Work item: Where the records hold the string "yellow", show the whole line it sits on.

Data extracts:
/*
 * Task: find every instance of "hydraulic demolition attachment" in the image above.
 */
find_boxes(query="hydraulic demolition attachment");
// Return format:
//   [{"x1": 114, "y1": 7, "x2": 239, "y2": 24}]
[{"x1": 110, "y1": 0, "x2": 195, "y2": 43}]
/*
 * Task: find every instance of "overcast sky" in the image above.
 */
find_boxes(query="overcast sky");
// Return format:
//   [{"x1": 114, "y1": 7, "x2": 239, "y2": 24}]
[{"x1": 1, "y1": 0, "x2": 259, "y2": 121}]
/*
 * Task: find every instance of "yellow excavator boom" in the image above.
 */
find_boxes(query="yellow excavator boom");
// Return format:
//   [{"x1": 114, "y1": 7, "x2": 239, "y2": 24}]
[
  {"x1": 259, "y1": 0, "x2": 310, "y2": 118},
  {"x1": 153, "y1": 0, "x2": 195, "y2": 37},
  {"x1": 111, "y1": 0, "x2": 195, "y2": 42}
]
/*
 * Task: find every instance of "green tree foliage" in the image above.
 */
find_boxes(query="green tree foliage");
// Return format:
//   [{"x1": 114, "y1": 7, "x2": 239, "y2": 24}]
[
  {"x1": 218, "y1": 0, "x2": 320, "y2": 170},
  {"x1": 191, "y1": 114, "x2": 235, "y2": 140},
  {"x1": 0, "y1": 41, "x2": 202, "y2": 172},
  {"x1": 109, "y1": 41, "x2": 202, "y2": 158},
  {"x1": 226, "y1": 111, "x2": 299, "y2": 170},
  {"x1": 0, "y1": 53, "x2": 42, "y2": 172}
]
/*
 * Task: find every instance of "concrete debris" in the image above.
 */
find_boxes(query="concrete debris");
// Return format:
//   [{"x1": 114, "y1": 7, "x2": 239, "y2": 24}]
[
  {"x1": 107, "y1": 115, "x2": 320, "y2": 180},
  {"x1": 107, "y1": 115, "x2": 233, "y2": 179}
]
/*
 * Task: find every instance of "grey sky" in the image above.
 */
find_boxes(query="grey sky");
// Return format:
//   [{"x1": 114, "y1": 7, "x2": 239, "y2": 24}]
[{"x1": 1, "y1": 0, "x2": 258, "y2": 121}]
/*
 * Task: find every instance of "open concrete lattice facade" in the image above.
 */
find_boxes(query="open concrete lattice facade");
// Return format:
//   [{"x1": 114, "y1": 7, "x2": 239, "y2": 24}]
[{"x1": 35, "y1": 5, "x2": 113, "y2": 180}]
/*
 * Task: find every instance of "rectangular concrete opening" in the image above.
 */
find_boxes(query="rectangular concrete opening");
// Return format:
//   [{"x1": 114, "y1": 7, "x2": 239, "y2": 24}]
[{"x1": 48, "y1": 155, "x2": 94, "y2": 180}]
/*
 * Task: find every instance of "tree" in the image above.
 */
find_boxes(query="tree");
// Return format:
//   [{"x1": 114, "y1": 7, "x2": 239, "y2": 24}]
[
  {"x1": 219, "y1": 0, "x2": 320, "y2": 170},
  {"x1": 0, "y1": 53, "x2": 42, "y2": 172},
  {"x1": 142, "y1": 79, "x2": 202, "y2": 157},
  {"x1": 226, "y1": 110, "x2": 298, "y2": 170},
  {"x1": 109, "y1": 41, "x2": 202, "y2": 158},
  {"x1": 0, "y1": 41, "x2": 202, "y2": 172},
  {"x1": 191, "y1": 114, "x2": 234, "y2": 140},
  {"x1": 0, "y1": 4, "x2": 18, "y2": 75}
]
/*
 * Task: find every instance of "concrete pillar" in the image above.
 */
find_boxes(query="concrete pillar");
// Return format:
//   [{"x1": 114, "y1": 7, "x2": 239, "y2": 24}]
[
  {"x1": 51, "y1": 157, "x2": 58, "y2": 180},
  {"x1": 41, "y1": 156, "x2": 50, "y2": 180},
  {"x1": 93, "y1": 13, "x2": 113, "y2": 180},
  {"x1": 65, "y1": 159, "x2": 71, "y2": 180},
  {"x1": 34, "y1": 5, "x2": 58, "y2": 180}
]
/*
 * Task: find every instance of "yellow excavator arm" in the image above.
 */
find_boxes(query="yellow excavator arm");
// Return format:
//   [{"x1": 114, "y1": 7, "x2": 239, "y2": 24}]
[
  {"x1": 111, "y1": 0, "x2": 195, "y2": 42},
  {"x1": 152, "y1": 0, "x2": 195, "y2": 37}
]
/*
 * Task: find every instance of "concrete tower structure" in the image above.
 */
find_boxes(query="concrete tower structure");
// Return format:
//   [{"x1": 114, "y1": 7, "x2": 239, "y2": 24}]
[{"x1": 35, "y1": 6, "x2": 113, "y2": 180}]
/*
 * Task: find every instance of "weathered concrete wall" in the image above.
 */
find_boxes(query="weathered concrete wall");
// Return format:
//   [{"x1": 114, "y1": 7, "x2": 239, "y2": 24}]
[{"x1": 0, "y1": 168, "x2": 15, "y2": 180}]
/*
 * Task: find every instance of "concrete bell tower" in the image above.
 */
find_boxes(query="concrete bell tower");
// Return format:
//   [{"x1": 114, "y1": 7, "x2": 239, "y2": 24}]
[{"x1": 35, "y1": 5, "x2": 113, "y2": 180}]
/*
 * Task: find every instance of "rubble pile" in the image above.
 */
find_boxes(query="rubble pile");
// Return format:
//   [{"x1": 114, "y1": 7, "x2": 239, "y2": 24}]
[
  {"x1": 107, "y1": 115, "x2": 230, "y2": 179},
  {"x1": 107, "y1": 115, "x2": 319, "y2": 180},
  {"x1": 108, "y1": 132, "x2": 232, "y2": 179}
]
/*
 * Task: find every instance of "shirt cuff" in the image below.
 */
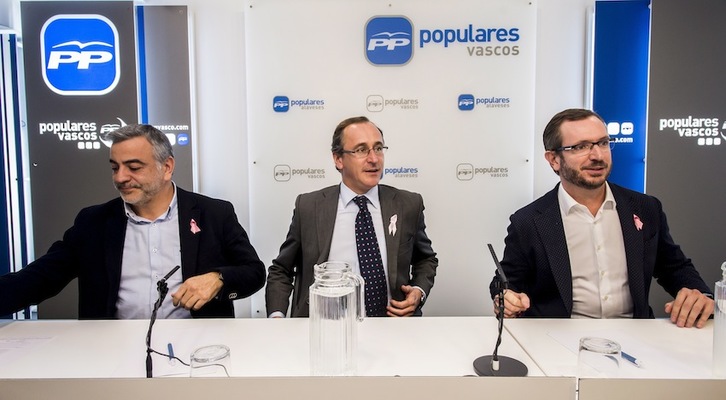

Exercise result:
 * Task: find every instance of "yellow excavator boom" in the image above.
find_boxes(query="yellow excavator boom");
 * Task: find every instance of "yellow excavator arm" in the image above.
find_boxes(query="yellow excavator arm");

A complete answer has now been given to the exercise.